**GOAL:** Write out only the lines running from the one that contains "the dog's nose" to the end of the material, both ends included.

**MATERIAL FOR THIS EXERCISE:**
◆ ◆ ◆ ◆

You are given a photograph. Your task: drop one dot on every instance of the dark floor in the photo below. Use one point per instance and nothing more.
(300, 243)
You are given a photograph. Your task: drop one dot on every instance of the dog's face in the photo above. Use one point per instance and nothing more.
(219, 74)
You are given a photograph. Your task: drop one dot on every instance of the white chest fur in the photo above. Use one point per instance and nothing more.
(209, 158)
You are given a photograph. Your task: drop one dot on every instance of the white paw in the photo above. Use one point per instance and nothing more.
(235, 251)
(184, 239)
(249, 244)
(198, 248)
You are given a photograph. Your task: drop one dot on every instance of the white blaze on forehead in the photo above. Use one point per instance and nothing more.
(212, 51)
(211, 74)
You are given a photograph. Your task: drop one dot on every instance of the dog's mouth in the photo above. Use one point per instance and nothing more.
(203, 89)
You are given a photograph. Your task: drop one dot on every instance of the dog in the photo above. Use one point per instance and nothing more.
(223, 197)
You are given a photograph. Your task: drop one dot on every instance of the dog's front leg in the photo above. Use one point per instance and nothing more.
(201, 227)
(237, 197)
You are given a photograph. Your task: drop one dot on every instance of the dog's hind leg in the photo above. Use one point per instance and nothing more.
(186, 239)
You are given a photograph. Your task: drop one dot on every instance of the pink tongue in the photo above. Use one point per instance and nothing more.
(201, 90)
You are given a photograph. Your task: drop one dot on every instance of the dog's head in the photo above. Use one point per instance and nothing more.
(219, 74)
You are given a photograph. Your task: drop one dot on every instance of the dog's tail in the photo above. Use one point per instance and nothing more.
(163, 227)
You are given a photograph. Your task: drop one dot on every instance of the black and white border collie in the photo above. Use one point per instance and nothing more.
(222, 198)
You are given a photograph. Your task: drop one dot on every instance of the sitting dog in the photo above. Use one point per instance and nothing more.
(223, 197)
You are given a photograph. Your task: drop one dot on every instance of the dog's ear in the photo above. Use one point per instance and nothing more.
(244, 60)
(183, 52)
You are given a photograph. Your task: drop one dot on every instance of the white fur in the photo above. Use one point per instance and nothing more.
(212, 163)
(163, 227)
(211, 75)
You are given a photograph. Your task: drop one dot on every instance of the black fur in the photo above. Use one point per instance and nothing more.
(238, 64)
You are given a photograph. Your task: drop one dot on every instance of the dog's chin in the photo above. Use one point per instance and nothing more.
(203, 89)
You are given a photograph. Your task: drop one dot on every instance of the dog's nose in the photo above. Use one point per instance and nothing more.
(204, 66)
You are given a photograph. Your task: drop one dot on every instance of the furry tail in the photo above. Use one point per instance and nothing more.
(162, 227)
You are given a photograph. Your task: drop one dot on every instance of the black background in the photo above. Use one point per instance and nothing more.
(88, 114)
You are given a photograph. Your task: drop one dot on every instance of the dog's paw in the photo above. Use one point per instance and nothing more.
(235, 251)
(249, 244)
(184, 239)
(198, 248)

◆ ◆ ◆ ◆

**THE RESPONSE:**
You are given a photograph. Your task: drop one dot on every instance of the dog's nose in the photo above. Use one point per instance and nothing more.
(204, 66)
You are given a photograph. Your task: drop one dot on every instance of the furry tail in the photo above. Use one point per instance and nothing more.
(162, 227)
You are given a photograph. Your task: drop one dot on every instance of the black background in the photo above. Use one point per instance and nothing more.
(88, 114)
You are given a photograph. Your task: drop one dot on every instance of the dog's paw in the photo above. Use one point per instance and nothing more.
(235, 251)
(249, 244)
(184, 239)
(198, 248)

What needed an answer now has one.